The request:
From the records below, pull out each line that contains the string "road" and copy it. Treat upper and lower case as different.

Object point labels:
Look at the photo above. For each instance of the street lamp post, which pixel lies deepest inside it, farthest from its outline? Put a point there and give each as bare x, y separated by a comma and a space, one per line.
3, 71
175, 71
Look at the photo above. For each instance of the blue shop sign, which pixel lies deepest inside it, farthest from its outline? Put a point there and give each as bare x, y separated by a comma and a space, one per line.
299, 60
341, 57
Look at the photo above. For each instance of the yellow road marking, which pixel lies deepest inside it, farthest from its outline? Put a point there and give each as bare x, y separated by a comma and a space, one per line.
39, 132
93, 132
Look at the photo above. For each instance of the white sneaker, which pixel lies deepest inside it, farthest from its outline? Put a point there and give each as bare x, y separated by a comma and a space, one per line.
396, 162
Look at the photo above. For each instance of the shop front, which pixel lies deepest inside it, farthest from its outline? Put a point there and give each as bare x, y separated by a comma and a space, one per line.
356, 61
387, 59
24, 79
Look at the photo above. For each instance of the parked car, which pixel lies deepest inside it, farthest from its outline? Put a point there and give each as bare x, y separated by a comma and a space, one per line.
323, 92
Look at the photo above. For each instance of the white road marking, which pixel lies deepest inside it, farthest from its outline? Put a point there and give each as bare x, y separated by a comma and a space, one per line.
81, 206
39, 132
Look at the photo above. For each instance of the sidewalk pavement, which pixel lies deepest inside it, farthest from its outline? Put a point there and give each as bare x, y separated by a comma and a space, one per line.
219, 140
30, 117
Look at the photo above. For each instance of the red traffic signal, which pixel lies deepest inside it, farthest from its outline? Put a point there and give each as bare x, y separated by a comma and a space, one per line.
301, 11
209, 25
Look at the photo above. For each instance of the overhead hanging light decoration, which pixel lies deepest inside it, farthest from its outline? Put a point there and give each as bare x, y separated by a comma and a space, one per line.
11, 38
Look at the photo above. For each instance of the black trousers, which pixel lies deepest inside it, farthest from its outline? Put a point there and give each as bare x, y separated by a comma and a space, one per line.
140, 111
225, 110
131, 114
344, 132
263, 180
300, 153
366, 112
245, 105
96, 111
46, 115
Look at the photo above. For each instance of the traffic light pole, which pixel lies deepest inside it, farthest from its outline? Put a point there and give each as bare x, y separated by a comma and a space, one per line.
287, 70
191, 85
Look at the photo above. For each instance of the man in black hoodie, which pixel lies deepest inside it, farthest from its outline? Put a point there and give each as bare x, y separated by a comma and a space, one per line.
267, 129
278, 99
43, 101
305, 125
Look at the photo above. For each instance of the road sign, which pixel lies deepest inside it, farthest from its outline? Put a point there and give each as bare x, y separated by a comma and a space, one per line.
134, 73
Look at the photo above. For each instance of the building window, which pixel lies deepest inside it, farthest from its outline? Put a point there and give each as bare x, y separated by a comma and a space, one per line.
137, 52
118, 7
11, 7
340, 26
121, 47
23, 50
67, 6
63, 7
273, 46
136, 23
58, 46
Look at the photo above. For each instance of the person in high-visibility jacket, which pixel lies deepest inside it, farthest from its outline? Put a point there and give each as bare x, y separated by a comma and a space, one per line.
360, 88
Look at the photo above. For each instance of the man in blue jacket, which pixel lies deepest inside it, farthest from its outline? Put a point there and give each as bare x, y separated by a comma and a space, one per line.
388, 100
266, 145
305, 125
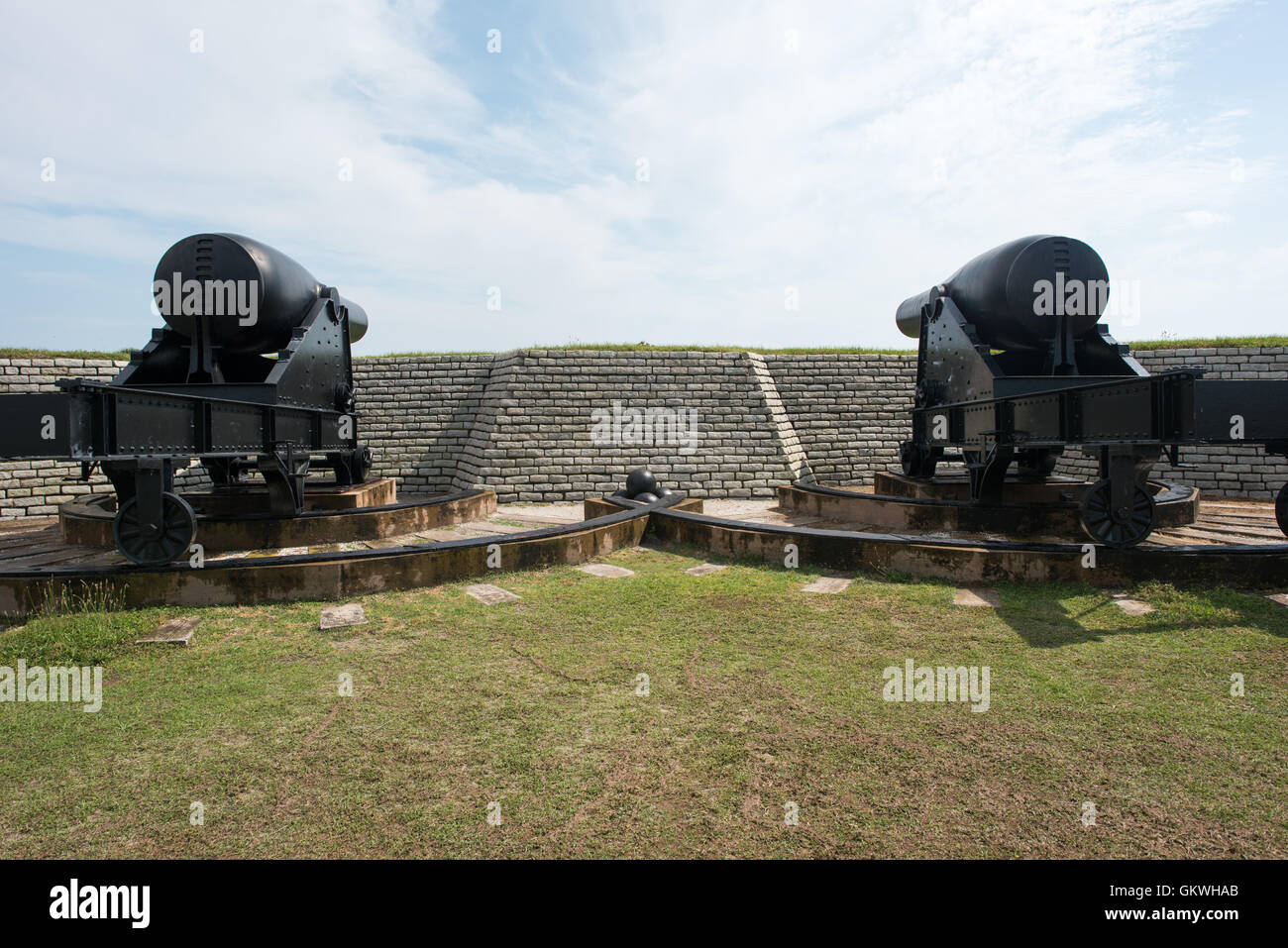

Problem solution:
Look at the photo above. For each instance of the yellow road marking, which pixel lies deepest inside it, farthest from its outline? Put a point there and give each as bare x, y separated by a comma and a space, one per line.
Look at the photo above. For each instance of the white road marking, which pixel lies deepest inside it, farthest from its outline? Put a point there and give each as bare x, y separated by a comma and a space, one per line.
Look at the photo above. For each instance of the road sign, which pixel lies deepest inside it, farthest from its outline? Put a point there and give each as bare x, y separated by a comma and a space, one per line.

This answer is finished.